• **Request 1**:
Quote the mailing-list message on data/newtype syntax from "Sun Aug 9 11:30:01" up to and including "(undefined :: D).".

• **Text passage**:
◆ ◆ ◆ ◆

[Haskell-cafe] an idea for modifiyng data/newtype syntax: use `::=` instead of `=`

Sun Aug 9 11:30:01 UTC 2015

First, the half that I agree with: f . g = id. No doubt.

But g . f > id. And the value "d" that you want is "undefined". g (f undefined) = D undefined, which is not the same as (undefined :: D).

Отправлено с iPad

> 9 авг. 2015 г., в 13:17, Tom Ellis <tom-lists-haskell-cafe-2013 at jaguarpaw.co.uk> написал(а):
> 
>> On Sun, Aug 09, 2015 at 01:09:21PM +0200, MigMit wrote:
>> I disagree.
> 
> Ah, good.  A concrete point of disagreement.  What, then, is wrong with the
> solution
> 
>    f :: D -> N
>    f (D t) = N t
> 
>    g :: N -> D
>    g (N t) = D t
> 
> If you disagree that `f . g = id` and `g . f = id` then you must be able to
> find
> 
>    * a type `T`
> 
> and either
> 
>    * `n :: N` such that  `f (g n)` does not denote the same thing as `n`
> 
> or
> 
>    * `d :: D` such that `g (f d)` does not denote the same thing as `d`
> 
> Can you?

◆ ◆ ◆ ◆

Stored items
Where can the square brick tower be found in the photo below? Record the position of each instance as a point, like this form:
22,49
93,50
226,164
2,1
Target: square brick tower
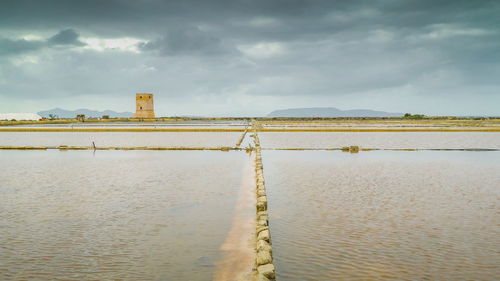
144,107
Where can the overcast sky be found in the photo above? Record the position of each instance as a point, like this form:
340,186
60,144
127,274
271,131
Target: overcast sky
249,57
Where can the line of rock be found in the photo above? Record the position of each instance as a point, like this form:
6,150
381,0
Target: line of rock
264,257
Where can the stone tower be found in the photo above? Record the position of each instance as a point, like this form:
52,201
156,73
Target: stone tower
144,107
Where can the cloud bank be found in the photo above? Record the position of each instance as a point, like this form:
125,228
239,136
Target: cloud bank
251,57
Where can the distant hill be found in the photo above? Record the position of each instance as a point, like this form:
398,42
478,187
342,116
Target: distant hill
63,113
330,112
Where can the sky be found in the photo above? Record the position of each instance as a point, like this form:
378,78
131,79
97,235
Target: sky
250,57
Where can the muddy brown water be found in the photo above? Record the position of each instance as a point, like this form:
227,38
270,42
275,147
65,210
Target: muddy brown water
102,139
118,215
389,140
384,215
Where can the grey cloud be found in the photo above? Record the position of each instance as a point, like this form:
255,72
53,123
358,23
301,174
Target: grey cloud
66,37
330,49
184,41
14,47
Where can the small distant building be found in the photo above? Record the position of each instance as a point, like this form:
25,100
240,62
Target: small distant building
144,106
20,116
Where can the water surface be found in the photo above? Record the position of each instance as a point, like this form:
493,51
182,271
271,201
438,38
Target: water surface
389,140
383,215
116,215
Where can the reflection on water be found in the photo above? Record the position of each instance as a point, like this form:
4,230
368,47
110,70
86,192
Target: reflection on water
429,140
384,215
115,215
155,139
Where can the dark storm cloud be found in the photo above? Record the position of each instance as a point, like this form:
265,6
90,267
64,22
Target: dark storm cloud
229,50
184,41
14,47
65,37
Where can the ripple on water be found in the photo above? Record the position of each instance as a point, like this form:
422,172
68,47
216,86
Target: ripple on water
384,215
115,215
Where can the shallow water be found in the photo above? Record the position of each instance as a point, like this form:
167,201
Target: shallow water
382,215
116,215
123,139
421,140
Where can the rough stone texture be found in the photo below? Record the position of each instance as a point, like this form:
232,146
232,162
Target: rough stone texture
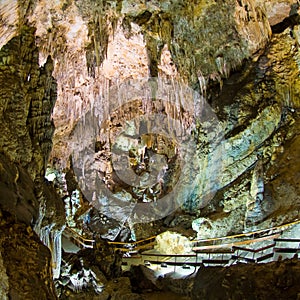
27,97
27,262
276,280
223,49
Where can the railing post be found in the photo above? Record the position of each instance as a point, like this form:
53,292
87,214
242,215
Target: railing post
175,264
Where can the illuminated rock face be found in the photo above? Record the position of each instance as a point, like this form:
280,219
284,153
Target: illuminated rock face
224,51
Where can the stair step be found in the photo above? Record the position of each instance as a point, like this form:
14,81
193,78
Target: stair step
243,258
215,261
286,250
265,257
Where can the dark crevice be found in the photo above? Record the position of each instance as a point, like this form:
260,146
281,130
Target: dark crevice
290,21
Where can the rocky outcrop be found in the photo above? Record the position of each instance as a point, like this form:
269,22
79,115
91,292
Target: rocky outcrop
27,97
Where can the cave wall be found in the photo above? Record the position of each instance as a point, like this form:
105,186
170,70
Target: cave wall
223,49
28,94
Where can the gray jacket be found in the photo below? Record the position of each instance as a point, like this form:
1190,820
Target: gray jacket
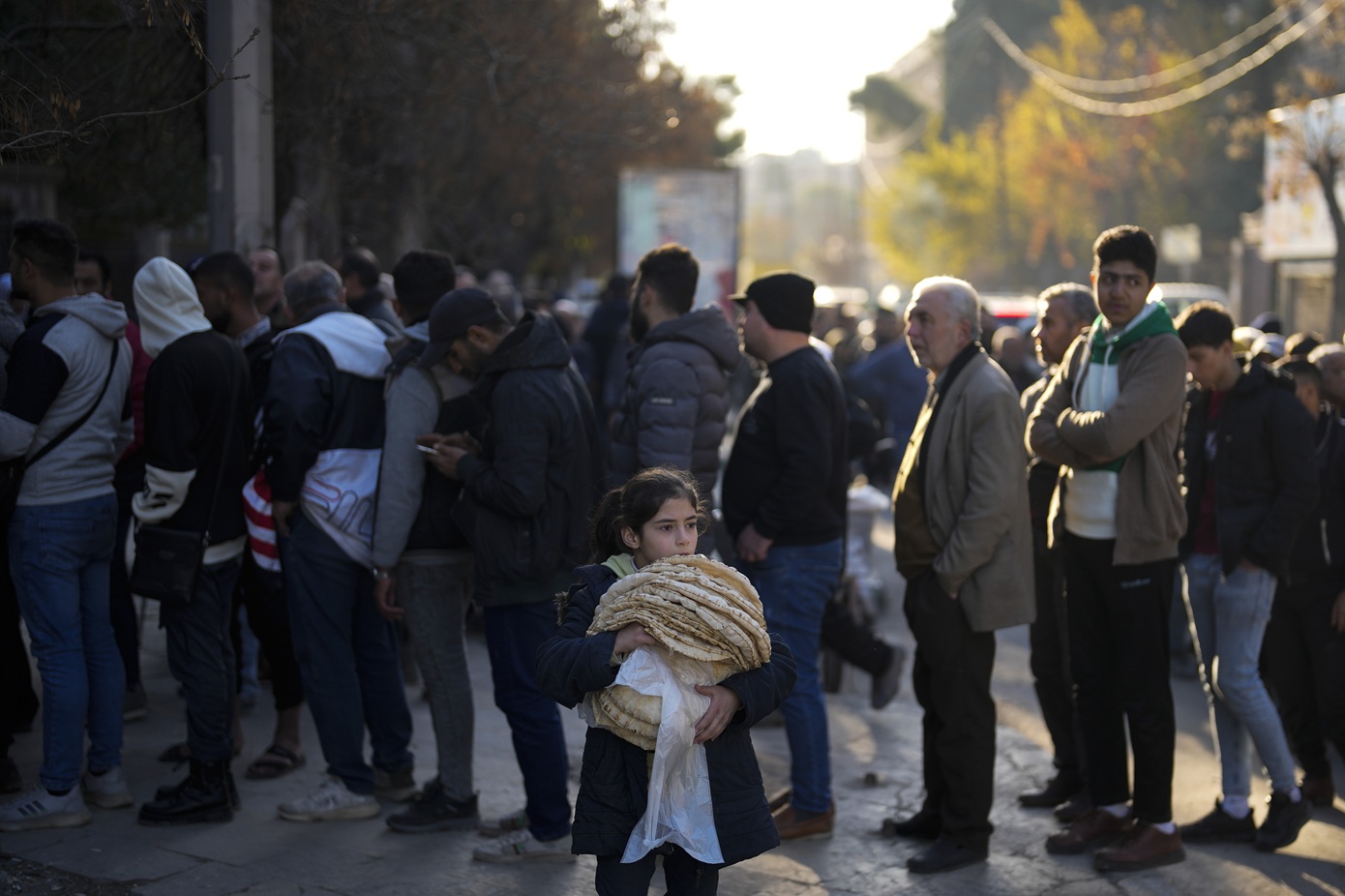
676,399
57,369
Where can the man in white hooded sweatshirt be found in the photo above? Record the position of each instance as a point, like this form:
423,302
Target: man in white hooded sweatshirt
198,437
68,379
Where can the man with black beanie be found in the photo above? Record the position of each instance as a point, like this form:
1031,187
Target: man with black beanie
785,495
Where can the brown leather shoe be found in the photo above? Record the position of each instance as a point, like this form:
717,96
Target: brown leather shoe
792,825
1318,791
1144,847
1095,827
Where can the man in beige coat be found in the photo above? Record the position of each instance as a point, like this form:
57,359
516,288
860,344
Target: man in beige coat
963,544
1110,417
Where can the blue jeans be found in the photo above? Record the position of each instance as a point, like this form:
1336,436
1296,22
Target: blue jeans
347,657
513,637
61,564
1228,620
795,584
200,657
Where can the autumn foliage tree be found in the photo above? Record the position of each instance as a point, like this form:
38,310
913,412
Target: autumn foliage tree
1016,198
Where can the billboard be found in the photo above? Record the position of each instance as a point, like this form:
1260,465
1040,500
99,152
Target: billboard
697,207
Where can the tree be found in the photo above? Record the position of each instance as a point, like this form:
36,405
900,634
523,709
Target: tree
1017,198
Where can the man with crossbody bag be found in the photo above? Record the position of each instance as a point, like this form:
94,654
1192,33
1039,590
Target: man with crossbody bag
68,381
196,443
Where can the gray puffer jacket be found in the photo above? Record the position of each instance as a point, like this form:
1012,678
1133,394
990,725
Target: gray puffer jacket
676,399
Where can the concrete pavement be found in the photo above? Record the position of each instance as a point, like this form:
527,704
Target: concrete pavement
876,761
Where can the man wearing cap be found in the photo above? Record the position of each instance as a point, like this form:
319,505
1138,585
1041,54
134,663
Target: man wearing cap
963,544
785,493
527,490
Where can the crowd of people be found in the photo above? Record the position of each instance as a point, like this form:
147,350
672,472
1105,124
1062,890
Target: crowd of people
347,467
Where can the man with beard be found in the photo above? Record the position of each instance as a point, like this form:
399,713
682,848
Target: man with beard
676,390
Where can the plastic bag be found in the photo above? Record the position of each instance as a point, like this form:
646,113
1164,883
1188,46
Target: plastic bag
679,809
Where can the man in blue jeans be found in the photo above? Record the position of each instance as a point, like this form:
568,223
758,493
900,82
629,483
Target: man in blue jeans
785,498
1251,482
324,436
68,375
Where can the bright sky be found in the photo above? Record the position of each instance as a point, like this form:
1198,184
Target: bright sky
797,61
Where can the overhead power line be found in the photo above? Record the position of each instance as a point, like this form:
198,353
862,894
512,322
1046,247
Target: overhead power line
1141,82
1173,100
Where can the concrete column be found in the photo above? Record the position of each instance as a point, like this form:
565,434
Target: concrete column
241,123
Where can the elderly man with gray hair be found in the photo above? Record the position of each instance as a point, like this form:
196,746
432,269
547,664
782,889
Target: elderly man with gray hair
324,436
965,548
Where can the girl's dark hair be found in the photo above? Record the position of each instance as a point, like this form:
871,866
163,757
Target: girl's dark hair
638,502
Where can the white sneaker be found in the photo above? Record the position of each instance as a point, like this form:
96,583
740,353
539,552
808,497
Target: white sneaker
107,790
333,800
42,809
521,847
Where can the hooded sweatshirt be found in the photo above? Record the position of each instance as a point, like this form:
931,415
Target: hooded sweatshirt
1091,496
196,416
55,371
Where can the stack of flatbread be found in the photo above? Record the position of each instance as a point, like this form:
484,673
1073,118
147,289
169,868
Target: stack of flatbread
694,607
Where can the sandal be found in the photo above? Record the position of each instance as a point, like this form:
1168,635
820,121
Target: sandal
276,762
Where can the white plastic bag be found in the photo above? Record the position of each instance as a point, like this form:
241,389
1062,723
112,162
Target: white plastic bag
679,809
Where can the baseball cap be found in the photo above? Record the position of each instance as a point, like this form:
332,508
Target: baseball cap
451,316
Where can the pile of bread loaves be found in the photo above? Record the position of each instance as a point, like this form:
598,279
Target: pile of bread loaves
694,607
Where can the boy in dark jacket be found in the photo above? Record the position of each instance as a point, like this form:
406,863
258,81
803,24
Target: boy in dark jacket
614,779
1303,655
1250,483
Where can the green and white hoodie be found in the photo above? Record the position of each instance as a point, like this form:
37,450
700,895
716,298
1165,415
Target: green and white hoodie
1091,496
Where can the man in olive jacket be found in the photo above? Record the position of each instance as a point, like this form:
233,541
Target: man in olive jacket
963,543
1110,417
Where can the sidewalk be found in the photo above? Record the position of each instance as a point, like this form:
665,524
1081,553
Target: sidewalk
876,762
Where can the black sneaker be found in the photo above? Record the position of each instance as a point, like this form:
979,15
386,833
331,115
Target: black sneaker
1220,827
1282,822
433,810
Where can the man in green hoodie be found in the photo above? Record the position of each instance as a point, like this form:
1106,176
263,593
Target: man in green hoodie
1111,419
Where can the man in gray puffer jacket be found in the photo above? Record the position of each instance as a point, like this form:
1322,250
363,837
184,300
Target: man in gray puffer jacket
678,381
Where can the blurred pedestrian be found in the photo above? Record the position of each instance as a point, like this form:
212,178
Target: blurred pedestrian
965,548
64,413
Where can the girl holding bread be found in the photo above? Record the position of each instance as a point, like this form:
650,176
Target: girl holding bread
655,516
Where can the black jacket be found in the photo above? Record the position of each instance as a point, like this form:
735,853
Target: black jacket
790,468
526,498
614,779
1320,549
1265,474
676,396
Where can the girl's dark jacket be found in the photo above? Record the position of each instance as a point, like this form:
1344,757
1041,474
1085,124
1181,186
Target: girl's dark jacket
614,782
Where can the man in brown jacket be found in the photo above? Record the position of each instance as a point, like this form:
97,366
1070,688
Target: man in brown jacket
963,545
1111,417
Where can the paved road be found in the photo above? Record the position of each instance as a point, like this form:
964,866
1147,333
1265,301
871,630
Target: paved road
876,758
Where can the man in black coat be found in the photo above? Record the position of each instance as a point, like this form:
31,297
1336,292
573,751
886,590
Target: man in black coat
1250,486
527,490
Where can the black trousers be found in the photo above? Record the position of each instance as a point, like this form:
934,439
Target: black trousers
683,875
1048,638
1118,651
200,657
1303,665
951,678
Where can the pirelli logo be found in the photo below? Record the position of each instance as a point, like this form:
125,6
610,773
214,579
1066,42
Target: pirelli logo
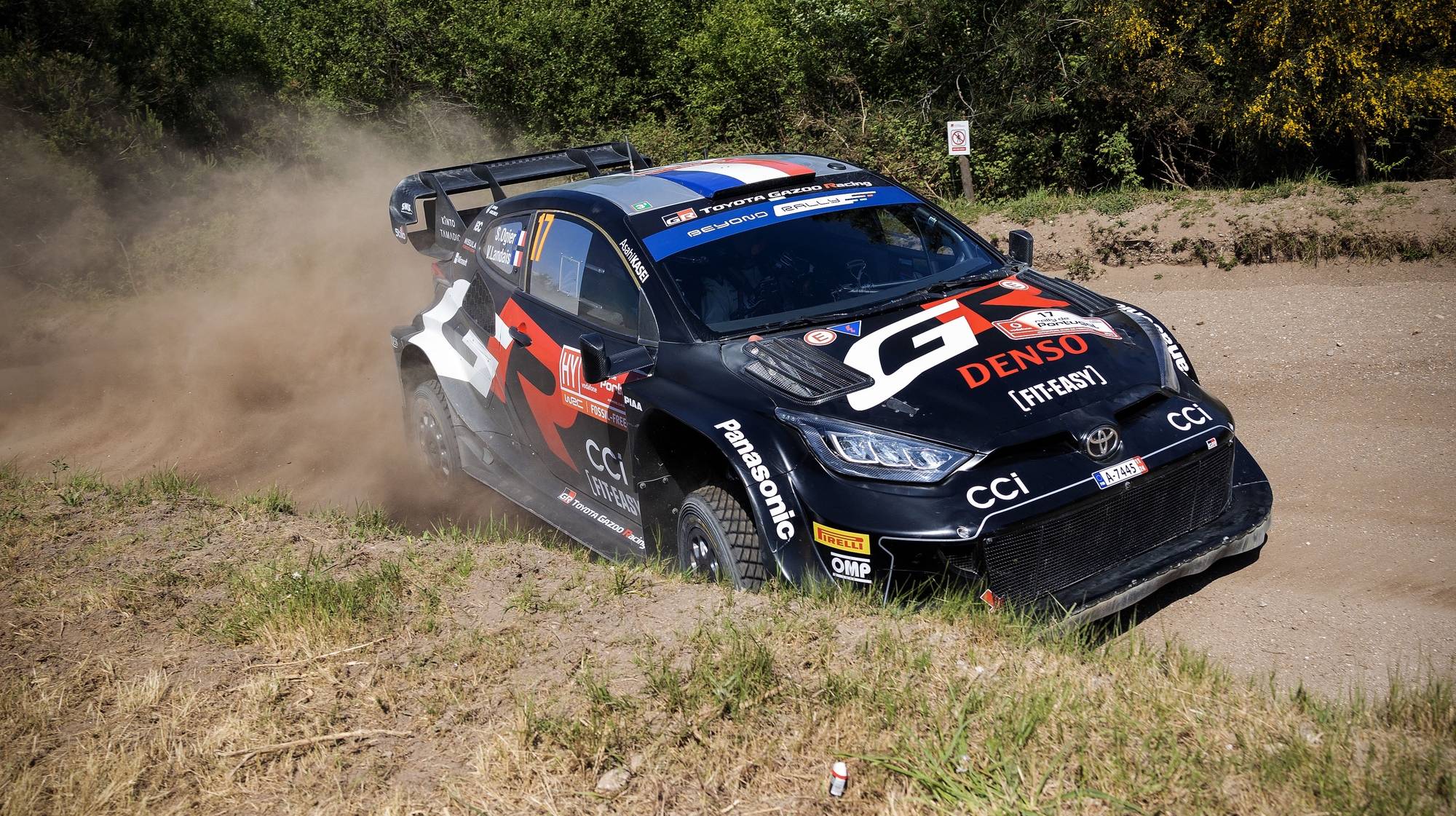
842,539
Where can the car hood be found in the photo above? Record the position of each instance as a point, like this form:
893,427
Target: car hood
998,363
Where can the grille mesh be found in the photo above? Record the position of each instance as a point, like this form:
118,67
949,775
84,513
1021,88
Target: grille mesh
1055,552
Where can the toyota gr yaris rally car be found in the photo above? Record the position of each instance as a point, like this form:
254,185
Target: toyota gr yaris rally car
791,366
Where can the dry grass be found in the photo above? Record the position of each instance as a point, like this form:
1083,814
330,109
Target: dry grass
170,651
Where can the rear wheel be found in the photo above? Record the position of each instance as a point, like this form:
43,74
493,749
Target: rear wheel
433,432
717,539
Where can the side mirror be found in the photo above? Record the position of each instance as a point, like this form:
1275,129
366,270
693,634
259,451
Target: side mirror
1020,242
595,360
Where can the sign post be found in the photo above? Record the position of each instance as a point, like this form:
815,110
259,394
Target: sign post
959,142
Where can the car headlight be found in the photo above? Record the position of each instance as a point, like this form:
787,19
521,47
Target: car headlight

◆ ◆ ◆ ◆

• **Request 2**:
Find every line in the records that holds the string "trousers", and copy each one. Case counts.

• **Solution 1**:
Sun Aug 9 11:30:01 UTC 2015

First, the half that I agree with: f . g = id. No doubt.

But g . f > id. And the value "d" that you want is "undefined". g (f undefined) = D undefined, which is not the same as (undefined :: D).

• **Solution 2**:
Where can the black trousers be found in the photo above? Record the position of each instance as a point, like this form:
Target: black trousers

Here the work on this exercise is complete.